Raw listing
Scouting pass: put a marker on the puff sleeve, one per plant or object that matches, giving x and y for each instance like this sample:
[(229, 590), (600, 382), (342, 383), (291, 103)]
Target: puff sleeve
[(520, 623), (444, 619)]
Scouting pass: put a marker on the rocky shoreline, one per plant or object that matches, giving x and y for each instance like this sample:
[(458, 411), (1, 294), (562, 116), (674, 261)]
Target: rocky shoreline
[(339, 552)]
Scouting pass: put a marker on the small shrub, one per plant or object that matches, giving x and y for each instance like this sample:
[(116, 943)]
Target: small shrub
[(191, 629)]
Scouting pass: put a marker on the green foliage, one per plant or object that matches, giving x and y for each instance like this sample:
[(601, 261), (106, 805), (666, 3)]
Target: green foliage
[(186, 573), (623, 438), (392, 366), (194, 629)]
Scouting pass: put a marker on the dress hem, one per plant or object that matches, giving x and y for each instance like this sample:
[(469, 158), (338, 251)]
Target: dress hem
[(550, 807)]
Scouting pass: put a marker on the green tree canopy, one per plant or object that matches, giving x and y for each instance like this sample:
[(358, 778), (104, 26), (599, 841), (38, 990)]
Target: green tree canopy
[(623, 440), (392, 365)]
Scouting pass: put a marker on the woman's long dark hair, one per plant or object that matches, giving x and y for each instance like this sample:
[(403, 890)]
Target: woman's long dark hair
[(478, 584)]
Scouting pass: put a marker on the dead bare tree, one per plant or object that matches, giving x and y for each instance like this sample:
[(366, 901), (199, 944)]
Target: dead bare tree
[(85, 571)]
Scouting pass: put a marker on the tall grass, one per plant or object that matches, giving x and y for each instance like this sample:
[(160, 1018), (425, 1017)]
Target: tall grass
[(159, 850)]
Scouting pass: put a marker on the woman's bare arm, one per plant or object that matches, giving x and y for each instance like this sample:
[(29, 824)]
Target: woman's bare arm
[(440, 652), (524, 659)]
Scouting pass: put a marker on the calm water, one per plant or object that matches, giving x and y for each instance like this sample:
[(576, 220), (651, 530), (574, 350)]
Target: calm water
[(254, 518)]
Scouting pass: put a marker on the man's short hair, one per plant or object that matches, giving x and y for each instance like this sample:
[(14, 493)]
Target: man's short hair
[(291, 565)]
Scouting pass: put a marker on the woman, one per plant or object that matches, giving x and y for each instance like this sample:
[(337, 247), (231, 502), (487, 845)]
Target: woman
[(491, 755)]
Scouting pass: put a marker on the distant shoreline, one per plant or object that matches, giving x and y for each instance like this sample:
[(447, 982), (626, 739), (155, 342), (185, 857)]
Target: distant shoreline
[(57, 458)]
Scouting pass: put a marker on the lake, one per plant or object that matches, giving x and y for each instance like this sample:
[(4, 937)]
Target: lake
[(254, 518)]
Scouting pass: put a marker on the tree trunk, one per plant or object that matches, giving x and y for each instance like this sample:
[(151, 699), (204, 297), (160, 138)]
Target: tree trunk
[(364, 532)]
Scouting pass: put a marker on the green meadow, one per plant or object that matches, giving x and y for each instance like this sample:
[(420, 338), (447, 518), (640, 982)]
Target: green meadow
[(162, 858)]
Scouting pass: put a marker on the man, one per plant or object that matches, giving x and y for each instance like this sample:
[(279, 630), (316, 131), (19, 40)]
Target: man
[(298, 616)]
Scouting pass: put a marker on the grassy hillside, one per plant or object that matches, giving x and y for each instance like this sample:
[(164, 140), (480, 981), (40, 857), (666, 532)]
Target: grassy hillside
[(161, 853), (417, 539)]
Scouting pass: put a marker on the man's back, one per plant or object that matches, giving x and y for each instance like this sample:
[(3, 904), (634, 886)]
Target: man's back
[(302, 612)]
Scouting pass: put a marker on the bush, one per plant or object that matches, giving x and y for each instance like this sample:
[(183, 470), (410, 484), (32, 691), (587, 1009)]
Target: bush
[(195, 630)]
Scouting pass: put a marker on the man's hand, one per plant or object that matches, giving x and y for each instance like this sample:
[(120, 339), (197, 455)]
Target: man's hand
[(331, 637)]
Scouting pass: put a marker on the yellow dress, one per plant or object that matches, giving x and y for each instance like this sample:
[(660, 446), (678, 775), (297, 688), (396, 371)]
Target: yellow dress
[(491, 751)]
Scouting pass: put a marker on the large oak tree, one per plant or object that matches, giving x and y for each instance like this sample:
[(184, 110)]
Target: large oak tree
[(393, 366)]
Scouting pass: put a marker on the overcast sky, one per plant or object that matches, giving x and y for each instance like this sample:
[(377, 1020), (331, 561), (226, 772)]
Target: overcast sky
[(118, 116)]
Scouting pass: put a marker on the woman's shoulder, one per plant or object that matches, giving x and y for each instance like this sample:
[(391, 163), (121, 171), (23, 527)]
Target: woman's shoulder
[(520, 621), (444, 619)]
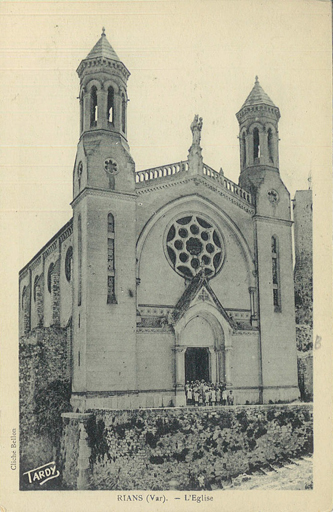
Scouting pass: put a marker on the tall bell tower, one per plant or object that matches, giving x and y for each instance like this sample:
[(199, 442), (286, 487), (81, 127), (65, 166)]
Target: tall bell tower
[(259, 174), (104, 212)]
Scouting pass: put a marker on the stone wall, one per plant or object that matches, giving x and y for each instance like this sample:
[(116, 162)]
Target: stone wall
[(303, 275), (44, 394), (199, 448)]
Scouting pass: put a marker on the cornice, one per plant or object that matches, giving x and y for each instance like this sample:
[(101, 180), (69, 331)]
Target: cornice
[(100, 63), (263, 218), (203, 181), (95, 191)]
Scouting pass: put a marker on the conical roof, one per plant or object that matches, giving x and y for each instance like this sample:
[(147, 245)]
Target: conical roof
[(103, 49), (257, 96)]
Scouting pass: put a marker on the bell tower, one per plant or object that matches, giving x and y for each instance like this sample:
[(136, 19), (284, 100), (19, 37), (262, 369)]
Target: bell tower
[(258, 137), (104, 212)]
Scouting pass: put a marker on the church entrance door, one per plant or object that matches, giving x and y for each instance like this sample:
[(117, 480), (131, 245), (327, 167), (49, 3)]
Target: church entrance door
[(196, 364)]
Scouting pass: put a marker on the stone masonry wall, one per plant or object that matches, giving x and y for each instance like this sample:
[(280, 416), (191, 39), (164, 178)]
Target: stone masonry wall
[(44, 394), (199, 448), (303, 281)]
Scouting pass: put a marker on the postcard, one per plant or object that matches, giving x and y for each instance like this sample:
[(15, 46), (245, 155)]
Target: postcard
[(166, 208)]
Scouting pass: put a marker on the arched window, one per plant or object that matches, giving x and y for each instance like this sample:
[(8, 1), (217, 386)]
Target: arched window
[(93, 106), (79, 244), (24, 295), (26, 309), (49, 277), (123, 113), (275, 274), (35, 287), (79, 174), (110, 223), (69, 264), (81, 114), (256, 144), (111, 292), (270, 145), (244, 149), (110, 108)]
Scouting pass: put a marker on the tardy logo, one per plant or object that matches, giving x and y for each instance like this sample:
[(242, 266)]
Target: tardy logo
[(43, 473)]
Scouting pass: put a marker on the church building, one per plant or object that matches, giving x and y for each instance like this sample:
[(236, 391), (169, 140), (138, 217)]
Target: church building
[(171, 274)]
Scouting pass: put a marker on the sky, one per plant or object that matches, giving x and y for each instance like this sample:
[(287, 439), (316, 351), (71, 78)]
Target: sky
[(185, 58)]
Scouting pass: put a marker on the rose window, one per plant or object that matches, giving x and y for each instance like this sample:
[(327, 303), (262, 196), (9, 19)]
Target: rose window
[(193, 244)]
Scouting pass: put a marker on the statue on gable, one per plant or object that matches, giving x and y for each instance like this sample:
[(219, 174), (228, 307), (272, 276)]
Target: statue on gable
[(196, 128)]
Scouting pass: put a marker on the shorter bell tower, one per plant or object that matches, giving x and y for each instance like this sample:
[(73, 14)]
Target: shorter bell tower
[(258, 137)]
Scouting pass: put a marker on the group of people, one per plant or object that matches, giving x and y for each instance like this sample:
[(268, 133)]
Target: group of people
[(201, 393)]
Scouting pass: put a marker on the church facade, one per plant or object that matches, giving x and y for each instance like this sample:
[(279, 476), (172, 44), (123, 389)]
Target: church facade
[(170, 274)]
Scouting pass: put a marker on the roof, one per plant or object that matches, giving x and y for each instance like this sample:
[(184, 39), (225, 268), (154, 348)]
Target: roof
[(103, 49), (258, 96), (191, 291)]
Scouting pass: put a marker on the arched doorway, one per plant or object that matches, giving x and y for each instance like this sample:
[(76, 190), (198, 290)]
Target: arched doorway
[(200, 351), (197, 364)]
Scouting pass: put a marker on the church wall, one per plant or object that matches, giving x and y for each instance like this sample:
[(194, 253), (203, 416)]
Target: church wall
[(160, 284), (48, 306), (24, 283), (176, 188), (155, 360), (278, 338), (37, 270), (109, 328), (245, 367)]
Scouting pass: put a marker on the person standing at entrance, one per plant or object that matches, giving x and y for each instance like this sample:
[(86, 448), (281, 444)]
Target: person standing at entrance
[(230, 398), (213, 395), (196, 396)]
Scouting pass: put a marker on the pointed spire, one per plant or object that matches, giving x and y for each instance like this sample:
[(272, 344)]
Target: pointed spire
[(103, 49), (258, 96)]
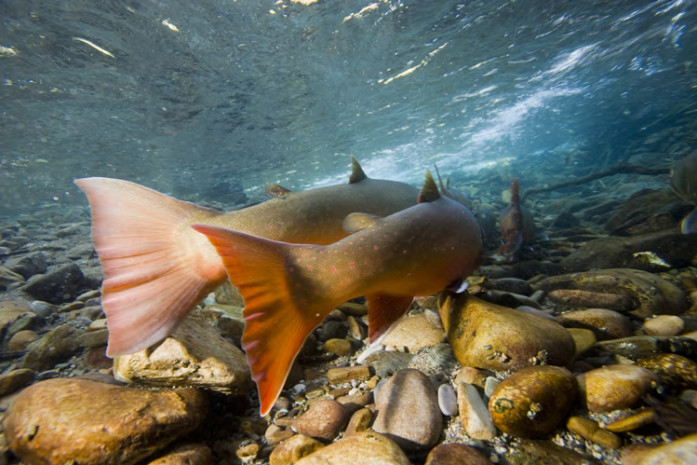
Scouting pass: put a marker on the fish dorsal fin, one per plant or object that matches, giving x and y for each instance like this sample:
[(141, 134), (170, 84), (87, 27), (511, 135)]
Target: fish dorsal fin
[(355, 222), (277, 191), (429, 192), (357, 174), (440, 180)]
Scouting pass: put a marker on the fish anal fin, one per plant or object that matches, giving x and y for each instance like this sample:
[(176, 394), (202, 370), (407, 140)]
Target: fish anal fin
[(277, 191), (355, 222), (383, 311), (357, 173), (277, 322), (154, 269), (429, 192)]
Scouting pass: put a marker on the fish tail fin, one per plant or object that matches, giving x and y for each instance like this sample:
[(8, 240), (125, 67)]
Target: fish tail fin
[(156, 268), (279, 312)]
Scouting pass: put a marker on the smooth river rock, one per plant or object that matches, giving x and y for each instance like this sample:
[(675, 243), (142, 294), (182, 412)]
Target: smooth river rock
[(59, 421), (408, 412), (364, 447), (533, 401), (489, 336), (194, 355)]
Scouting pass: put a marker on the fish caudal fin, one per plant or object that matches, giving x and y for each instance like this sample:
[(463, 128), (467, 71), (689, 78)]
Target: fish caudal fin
[(276, 324), (156, 268)]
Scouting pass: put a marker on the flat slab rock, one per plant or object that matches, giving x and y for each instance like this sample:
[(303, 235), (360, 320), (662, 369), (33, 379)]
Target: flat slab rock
[(195, 355), (60, 421)]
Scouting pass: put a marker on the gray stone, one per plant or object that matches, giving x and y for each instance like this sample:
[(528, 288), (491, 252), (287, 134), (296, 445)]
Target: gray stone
[(195, 355), (408, 412)]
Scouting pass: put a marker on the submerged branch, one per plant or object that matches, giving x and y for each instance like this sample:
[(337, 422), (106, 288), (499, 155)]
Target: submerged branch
[(623, 168)]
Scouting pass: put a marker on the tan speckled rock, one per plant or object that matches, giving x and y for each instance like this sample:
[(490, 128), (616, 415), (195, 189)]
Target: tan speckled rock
[(533, 401), (293, 449), (484, 335), (615, 387), (605, 324), (664, 325), (366, 447), (683, 450), (190, 454), (414, 333), (59, 421), (194, 355), (456, 454), (324, 420)]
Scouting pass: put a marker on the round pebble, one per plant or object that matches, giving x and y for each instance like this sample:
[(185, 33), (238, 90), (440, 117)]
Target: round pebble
[(533, 401), (664, 325), (447, 401), (323, 420), (615, 387)]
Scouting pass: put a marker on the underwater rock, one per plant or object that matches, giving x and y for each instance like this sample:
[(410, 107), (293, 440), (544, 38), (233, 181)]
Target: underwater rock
[(28, 265), (408, 412), (364, 447), (61, 285), (664, 325), (56, 346), (474, 415), (605, 324), (531, 402), (194, 355), (681, 451), (652, 295), (189, 454), (615, 387), (636, 347), (60, 421), (674, 370), (323, 420), (293, 449), (649, 252), (456, 454), (484, 335), (591, 431), (414, 332), (544, 453), (7, 277)]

▶ _Stated task_:
Please copy out the part of the listing that opens with the line containing "Scouting pass: put a marker on the bush, one" and closes with the line containing "[(258, 137), (104, 212)]", both lines included. Reproduce these lines word for word, leaving out any pictures.

▶ _Correct result_:
Scouting pass: put a marker on the bush, one per plant or object that matches, giving x and y for each instance like this sample:
[(183, 470), (410, 484), (32, 691), (587, 1009)]
Target: bush
[(195, 630)]
Scouting pass: put a marker on the man's hand, one per plant or object that matches, giving x and y for each instance like this sample:
[(120, 339), (197, 455)]
Target: man's hand
[(331, 637)]
Scouting pass: put a marker on the yellow dress, one per plant or object that matches, giving x and y for each instance like this sample:
[(660, 446), (678, 775), (297, 688), (396, 371)]
Target: yellow dress
[(491, 751)]
Scouting pass: put a marker on the large oak tree, one per plant or object that matches, giving x and y for each instance like this sample:
[(184, 110)]
Target: large oak tree
[(393, 366)]
Scouting pass: put a marker on the overcast sky, one per plant or object that matches, giving x and y for each instance like this sample:
[(377, 1020), (331, 561), (226, 772)]
Target: overcast sky
[(118, 116)]
Scouting pass: put a marker on the woman's shoulder, one per plant or object that matches, giving x and y for each instance like this sample:
[(391, 163), (121, 171), (23, 527)]
Target: woman's shoulder
[(520, 621), (444, 619)]
Scouting pass: put a marker on the tall bell tower, one per plant or object that matches, giving x and y for each instance like this sample:
[(199, 442), (286, 487), (81, 127), (65, 166)]
Target: tall bell tower
[(259, 174), (104, 212)]
Scouting pass: put a marker on the stone wall, one per plant or object that matches, giving x and y for each instance like this sample:
[(116, 162)]
Target: stone wall
[(303, 275), (44, 394), (199, 448)]
Scouting pass: put a marker on the cornice, one per plant or object that matches, giving x and y for each instance like this sample:
[(101, 180), (69, 331)]
Target: cornice
[(100, 63), (263, 218), (203, 181), (95, 191)]
Scouting pass: put a marker on the conical roof, one per plant or object that matches, giving x and y for each instance like this sample:
[(147, 245)]
Target: conical roof
[(103, 49), (257, 96)]
Scouting pass: put a marker on the bell tower, one per plant or object that matches, giving x and y for each instance like this sample:
[(136, 19), (284, 100), (19, 37), (262, 369)]
Target: bell tower
[(258, 137), (104, 212)]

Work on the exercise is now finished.